◆ Work to complete
Find each line below that contains the word "white" and copy those lines out.

/---

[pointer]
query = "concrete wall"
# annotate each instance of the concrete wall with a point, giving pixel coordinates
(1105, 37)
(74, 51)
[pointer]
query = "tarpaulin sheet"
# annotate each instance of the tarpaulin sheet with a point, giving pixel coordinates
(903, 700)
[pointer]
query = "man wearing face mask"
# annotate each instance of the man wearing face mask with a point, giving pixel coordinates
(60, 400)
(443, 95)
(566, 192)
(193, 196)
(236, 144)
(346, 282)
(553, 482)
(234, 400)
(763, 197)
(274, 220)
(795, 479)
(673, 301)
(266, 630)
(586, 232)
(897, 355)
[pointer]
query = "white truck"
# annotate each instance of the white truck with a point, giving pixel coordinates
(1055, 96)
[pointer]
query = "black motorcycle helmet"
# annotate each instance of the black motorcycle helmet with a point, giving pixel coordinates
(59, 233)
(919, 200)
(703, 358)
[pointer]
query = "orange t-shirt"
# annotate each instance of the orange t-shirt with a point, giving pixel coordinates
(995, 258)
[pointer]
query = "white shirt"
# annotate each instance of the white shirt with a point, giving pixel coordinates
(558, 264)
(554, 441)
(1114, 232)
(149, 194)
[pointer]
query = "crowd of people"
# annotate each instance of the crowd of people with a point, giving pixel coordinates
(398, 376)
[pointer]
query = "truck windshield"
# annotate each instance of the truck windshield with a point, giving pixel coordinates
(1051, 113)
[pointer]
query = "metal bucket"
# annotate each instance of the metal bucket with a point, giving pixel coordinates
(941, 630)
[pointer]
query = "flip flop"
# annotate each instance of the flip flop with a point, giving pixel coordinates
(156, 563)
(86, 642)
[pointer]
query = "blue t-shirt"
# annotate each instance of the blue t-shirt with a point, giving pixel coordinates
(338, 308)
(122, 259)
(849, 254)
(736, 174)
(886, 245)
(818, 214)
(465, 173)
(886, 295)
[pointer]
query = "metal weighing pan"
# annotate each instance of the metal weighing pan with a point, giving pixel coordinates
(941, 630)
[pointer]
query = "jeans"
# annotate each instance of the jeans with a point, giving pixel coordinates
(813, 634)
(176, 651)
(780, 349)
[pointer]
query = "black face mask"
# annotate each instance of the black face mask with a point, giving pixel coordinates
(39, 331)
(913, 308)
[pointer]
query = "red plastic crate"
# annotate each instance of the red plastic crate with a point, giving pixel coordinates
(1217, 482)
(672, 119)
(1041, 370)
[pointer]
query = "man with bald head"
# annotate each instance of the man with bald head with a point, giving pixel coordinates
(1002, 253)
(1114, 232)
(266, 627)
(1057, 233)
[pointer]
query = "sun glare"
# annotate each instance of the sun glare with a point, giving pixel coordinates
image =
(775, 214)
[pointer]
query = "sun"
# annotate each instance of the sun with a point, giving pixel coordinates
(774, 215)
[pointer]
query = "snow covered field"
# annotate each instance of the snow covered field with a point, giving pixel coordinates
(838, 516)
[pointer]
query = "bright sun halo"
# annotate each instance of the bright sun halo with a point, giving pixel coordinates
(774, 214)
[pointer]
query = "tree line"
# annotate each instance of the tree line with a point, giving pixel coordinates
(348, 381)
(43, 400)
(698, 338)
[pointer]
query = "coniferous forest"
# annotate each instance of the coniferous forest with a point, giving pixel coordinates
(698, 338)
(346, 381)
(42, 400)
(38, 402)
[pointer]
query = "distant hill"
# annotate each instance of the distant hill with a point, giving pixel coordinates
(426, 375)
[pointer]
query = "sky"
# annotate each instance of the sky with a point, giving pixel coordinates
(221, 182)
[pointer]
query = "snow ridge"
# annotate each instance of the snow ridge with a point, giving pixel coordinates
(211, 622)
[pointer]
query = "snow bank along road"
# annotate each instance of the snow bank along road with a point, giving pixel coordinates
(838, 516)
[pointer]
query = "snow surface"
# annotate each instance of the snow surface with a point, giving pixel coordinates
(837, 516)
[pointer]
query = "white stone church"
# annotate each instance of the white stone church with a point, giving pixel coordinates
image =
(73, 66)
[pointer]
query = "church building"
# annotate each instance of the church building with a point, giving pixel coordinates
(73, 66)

\---

◆ Task solution
query = "white truck"
# annotate each instance of the white truck with a point, giving pixel coordinates
query = "white shirt"
# annotate each instance of the white shirt with a point, giving pixel coordinates
query = "white stone church"
# annotate each instance of the white stone church with a point, giving pixel coordinates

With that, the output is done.